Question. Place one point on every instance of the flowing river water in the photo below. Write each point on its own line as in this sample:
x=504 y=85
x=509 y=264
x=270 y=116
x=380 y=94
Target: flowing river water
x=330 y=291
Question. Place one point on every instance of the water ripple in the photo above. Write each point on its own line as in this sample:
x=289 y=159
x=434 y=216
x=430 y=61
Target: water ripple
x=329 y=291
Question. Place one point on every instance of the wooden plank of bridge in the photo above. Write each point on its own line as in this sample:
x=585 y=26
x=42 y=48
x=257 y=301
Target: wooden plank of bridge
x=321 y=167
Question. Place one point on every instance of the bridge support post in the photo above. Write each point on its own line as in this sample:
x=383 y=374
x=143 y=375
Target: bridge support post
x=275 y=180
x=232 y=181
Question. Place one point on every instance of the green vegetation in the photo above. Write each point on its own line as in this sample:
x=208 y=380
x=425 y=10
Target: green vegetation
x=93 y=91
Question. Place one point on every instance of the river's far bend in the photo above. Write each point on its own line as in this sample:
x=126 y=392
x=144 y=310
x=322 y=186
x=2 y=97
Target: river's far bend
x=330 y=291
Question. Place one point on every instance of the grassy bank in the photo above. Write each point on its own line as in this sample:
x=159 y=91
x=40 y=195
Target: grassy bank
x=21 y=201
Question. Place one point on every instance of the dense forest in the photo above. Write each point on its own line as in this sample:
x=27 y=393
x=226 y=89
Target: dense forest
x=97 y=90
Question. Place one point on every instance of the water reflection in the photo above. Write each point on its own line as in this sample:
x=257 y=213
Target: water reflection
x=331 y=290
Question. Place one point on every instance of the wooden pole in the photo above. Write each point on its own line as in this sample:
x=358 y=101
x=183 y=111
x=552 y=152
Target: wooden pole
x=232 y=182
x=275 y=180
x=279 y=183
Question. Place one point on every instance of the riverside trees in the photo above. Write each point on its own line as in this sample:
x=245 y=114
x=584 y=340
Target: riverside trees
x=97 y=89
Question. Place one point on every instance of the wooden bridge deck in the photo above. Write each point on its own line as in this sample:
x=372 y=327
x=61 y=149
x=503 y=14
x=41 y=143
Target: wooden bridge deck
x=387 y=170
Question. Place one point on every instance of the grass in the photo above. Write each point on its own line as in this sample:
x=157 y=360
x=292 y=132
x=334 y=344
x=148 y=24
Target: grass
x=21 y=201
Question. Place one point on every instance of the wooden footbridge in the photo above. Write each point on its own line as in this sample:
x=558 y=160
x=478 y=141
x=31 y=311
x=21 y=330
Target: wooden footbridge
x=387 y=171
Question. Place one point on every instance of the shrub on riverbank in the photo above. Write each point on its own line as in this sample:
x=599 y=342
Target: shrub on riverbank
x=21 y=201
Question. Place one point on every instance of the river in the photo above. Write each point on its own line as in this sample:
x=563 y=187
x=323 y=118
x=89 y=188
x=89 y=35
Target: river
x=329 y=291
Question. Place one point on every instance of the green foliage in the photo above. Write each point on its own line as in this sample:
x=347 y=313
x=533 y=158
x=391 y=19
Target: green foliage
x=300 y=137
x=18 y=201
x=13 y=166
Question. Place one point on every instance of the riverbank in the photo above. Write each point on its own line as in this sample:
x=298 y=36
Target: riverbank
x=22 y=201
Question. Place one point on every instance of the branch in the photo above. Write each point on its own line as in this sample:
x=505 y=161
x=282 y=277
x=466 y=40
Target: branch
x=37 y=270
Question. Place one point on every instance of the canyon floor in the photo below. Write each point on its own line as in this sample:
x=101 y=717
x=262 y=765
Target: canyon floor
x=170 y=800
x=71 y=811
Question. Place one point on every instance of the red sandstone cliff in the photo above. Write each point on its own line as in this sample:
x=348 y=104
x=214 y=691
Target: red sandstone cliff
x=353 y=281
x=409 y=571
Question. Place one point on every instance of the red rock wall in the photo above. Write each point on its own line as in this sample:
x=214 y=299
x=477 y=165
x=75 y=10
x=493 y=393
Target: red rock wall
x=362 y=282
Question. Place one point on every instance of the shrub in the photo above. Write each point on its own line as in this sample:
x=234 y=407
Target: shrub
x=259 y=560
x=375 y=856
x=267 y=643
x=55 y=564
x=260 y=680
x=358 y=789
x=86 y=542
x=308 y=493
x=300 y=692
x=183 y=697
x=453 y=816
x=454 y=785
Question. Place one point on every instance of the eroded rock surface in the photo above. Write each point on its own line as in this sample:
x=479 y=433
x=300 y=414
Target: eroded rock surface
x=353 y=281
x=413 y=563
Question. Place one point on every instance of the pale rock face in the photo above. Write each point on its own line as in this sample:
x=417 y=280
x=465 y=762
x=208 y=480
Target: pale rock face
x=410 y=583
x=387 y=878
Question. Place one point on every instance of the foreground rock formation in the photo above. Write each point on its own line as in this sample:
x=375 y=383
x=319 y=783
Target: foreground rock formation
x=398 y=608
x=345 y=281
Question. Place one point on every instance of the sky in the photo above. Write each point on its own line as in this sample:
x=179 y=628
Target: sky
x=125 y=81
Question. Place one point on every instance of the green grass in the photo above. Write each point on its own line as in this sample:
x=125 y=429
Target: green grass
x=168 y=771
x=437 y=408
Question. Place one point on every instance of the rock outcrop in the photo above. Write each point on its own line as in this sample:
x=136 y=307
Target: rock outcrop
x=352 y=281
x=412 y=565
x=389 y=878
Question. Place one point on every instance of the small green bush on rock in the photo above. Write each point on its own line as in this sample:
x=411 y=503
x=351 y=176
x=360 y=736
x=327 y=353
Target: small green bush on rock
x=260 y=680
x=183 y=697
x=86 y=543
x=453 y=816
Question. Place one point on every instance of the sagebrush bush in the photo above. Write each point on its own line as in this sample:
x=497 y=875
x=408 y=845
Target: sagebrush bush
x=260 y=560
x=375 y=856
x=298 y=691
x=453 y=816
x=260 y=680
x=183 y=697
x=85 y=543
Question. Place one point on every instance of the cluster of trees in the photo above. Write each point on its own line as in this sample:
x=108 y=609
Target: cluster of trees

---------------

◆ **EXERCISE DETAILS**: Show all lines of the material in which the word "below" can be found.

◆ **RESPONSE AREA**:
Question. Place one point on every instance of the flowing river water in the photo below. Write each point on its own line as in this sample:
Question. Place one point on every instance of the canyon floor in the photo below. Write each point on its own line as in this sample:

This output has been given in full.